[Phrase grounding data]
━━━━━━━━━━━━━━━━

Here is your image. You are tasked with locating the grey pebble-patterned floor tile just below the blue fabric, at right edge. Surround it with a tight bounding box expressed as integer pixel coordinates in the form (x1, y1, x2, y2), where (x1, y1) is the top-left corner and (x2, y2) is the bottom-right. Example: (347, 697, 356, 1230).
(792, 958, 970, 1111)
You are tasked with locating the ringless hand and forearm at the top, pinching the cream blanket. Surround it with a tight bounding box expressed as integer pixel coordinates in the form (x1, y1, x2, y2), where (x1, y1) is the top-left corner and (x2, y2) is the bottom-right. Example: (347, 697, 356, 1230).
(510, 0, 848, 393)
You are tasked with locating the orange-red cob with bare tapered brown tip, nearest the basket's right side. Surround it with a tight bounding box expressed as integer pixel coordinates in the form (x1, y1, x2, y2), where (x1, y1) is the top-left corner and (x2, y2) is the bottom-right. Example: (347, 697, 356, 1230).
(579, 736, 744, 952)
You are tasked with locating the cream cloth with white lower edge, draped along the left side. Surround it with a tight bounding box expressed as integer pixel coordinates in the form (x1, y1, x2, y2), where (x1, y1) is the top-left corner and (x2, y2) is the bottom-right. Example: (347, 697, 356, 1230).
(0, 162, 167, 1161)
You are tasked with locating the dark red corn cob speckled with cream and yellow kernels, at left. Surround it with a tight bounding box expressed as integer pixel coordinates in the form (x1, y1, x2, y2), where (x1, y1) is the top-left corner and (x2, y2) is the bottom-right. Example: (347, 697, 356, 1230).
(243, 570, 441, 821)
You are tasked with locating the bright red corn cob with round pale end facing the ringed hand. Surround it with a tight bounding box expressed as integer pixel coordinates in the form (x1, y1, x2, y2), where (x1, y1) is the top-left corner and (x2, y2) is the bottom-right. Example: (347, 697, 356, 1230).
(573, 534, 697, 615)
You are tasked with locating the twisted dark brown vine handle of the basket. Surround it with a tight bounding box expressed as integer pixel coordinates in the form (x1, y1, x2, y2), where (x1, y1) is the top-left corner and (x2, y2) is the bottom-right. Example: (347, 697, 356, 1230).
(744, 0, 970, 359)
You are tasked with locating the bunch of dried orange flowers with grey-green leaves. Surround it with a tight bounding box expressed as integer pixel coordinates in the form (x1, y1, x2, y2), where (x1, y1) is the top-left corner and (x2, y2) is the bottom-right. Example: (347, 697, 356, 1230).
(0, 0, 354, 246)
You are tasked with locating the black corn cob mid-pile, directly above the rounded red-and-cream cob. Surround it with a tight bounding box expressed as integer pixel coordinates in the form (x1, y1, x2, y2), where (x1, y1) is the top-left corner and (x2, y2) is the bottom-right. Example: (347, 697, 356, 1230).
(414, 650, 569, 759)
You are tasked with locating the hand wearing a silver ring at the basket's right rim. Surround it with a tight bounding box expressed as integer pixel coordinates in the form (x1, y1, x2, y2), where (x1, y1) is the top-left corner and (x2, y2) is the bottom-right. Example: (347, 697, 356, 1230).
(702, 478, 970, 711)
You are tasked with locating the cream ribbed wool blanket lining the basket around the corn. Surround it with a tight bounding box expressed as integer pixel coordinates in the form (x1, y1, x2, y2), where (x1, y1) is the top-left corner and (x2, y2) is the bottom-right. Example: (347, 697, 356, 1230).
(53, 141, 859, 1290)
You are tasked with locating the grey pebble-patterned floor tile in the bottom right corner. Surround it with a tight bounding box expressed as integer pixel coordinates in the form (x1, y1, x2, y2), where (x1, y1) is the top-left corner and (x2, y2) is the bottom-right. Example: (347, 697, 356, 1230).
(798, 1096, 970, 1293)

━━━━━━━━━━━━━━━━

**Try it:** Please restate every record shown above, word for word.

**Exercise solution:**
Here is your image. You are tasked with locating the grey pebble-patterned floor tile just below the blue fabric, at right edge. Surround it with a tight bounding box expressed as integer pixel coordinates in the form (x1, y1, x2, y2), where (x1, y1) is the top-left corner and (x2, y2) is the bottom-right. Example: (347, 697, 356, 1230).
(792, 958, 970, 1111)
You are tasked with locating the ringless hand and forearm at the top, pinching the cream blanket. Surround it with a tight bounding box expressed as integer pixel coordinates in the form (x1, y1, x2, y2), where (x1, y1) is the top-left corner and (x2, y2) is the bottom-right. Example: (347, 697, 356, 1230).
(510, 0, 848, 393)
You are tasked with locating the orange-red cob with bare tapered brown tip, nearest the basket's right side. Surround it with a tight bounding box expressed as integer pixel coordinates in the form (x1, y1, x2, y2), where (x1, y1) is the top-left corner and (x2, y2) is the bottom-right. Example: (347, 697, 356, 1230).
(579, 736, 744, 952)
You are tasked with locating the cream cloth with white lower edge, draped along the left side. Surround it with a tight bounding box expressed as integer pixel coordinates in the form (x1, y1, x2, y2), where (x1, y1) is the top-left corner and (x2, y2) is the bottom-right. Example: (347, 697, 356, 1230).
(0, 162, 167, 1161)
You are tasked with locating the dark red corn cob speckled with cream and yellow kernels, at left. Surround it with a tight bounding box expressed as integer pixel coordinates in the form (x1, y1, x2, y2), where (x1, y1) is the top-left corner and (x2, y2) is the bottom-right. Example: (347, 697, 356, 1230).
(243, 570, 441, 821)
You are tasked with locating the bright red corn cob with round pale end facing the ringed hand. Surround it with a tight bounding box expressed as integer pixel coordinates in the form (x1, y1, x2, y2), where (x1, y1) is the top-left corner and (x2, y2) is the bottom-right. Example: (347, 697, 356, 1230).
(573, 534, 697, 615)
You are tasked with locating the twisted dark brown vine handle of the basket. Surround it with a tight bounding box expressed as integer pixel coordinates in the form (x1, y1, x2, y2), where (x1, y1) is the top-left corner and (x2, y2) is the bottom-right. Example: (347, 697, 356, 1230).
(744, 0, 970, 359)
You are tasked with locating the bunch of dried orange flowers with grey-green leaves. Surround it with a tight bounding box expressed as integer pixel coordinates in the form (x1, y1, x2, y2), where (x1, y1) is the top-left corner and (x2, y2) is the bottom-right. Example: (347, 697, 356, 1230).
(0, 0, 354, 246)
You are tasked with locating the black corn cob mid-pile, directly above the rounded red-and-cream cob. Surround it with a tight bounding box expressed as integer pixel coordinates in the form (x1, y1, x2, y2), where (x1, y1) is the top-left corner and (x2, y2) is the bottom-right. Example: (347, 697, 356, 1230).
(414, 650, 569, 759)
You are tasked with locating the hand wearing a silver ring at the basket's right rim. Surround it with a tight bounding box expressed as integer pixel coordinates in the form (x1, y1, x2, y2), where (x1, y1) is the top-left corner and (x2, y2) is the bottom-right. Example: (347, 697, 356, 1230).
(702, 478, 970, 711)
You are tasked with locating the cream ribbed wool blanket lining the basket around the corn. Surround it with a tight bounding box expressed as integer pixel coordinates in the form (x1, y1, x2, y2), where (x1, y1) is the top-left corner and (x2, y2) is the bottom-right. Example: (347, 697, 356, 1230).
(53, 141, 859, 1290)
You are tasked with locating the grey pebble-patterned floor tile in the bottom right corner. Surround it with a tight bounding box expressed as integer pixel coordinates in the form (x1, y1, x2, y2), where (x1, y1) is the top-left corner and (x2, y2) is the bottom-right. Example: (347, 697, 356, 1230).
(798, 1096, 970, 1293)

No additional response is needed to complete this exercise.